Pointing records:
◆ ◆ ◆ ◆ ◆ ◆ ◆

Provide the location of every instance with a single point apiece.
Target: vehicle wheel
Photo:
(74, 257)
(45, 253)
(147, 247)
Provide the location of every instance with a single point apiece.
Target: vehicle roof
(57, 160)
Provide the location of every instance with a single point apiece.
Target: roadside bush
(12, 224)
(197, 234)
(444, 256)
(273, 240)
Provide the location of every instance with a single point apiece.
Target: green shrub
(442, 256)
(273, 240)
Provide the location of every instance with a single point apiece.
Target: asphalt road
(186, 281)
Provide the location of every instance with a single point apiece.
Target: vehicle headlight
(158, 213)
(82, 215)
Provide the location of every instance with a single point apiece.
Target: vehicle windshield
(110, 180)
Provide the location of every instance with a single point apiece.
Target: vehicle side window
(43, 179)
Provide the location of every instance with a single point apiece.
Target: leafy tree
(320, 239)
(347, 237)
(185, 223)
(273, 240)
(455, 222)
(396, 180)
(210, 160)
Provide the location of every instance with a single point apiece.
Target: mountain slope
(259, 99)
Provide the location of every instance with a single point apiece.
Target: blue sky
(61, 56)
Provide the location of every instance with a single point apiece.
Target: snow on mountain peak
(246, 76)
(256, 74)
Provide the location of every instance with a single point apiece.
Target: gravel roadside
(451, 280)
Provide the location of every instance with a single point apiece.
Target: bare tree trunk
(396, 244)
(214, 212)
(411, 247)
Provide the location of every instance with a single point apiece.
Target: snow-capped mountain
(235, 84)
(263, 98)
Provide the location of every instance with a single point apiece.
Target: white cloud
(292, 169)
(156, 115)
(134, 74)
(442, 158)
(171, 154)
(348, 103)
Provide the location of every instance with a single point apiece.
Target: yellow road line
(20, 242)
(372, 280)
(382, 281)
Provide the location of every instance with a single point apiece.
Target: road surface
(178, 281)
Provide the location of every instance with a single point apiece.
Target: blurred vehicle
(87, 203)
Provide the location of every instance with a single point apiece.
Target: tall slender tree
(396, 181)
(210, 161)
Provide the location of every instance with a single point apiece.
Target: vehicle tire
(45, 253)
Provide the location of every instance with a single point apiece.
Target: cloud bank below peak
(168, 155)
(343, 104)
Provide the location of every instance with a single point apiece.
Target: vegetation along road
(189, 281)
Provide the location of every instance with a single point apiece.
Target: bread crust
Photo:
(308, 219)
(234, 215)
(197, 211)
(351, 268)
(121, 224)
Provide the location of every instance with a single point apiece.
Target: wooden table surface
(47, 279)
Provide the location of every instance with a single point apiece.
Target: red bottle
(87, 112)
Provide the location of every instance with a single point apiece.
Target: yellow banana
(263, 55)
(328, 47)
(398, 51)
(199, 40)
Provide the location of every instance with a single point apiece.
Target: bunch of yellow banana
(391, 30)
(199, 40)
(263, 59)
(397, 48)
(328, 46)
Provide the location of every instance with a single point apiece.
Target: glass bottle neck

◆ ◆ ◆ ◆ ◆ ◆ ◆

STATED EXERCISE |
Repeat all the entries exactly as given.

OUTPUT FOR THIS EXERCISE |
Provide the location of every instance with a single point apiece.
Target: vehicle wheel
Photo:
(74, 257)
(45, 253)
(147, 247)
Provide the location of every instance with a single point apiece.
Target: vehicle roof
(57, 160)
Provide the location of every instance with a single point apiece.
Target: roadside bush
(12, 224)
(197, 234)
(444, 256)
(273, 240)
Provide the location of every instance with a single point apiece.
Target: green shrub
(442, 256)
(273, 240)
Provide the location of every instance with a single point apiece.
Target: asphalt road
(186, 281)
Provide the location of every instance with a single point apiece.
Target: vehicle headlight
(158, 213)
(82, 215)
Provide the location of every instance with a single point apiece.
Target: vehicle windshield
(110, 180)
Provide the location of every instance with a single point apiece.
Target: vehicle side window
(43, 179)
Provide the location of every instance with a single point apiece.
Target: leafy tree
(320, 239)
(347, 237)
(185, 223)
(273, 240)
(455, 222)
(396, 180)
(210, 160)
Provide the location of every instance with a single point apiece.
Target: mountain slope
(259, 99)
Provide the location of every instance with a single point apiece.
Target: blue sky
(61, 56)
Provide the location of every instance with a single point apiece.
Target: snow on mountain peak
(246, 76)
(256, 74)
Provide the location of every instance with a single point apiece.
Target: gravel roadside
(451, 280)
Provide the location of every instance with a single point apiece.
Target: bare tree trunk
(396, 244)
(214, 212)
(411, 247)
Provide the location of every instance with a single point apiece.
Target: snow-capped mountain
(235, 84)
(263, 98)
Provide the location of every instance with a single point apiece.
Target: white cloud
(292, 169)
(156, 115)
(134, 74)
(442, 158)
(171, 154)
(348, 103)
Provide the location of every instance with a single point apiece.
Target: yellow road line
(20, 242)
(372, 280)
(382, 281)
Provide the location of every instance with a single point apiece.
Target: road surface
(178, 281)
Provide the location of every instance with a single point apiece.
Target: blurred vehicle
(87, 203)
Provide the location of every instance with a single point apiece.
Target: tall slender tree
(396, 181)
(210, 161)
Provide the location of every instance with a single point apiece.
Target: vehicle tire
(45, 253)
Provide the location of every instance with a single point apiece.
Target: cloud bank below peak
(168, 155)
(343, 104)
Provide the location of every instance with a single point apiece.
Target: vegetation along road
(189, 281)
Provide the location of every instance with a single point apiece.
Target: bread crust
Photo:
(308, 219)
(234, 215)
(197, 211)
(351, 268)
(121, 224)
Provide the location of every instance with a single point apiece.
Target: wooden table surface
(47, 279)
Provide the location of every instance with a single point apiece.
Target: red bottle
(87, 112)
Provide the location of every instance with a single point apiece.
Target: yellow banana
(263, 55)
(328, 47)
(398, 51)
(199, 40)
Provide the location of every instance with a single point apiece.
Target: bunch of yellow banana
(391, 30)
(199, 40)
(263, 59)
(397, 48)
(328, 46)
Provide the location of every instance with a single point apiece.
Target: glass bottle neck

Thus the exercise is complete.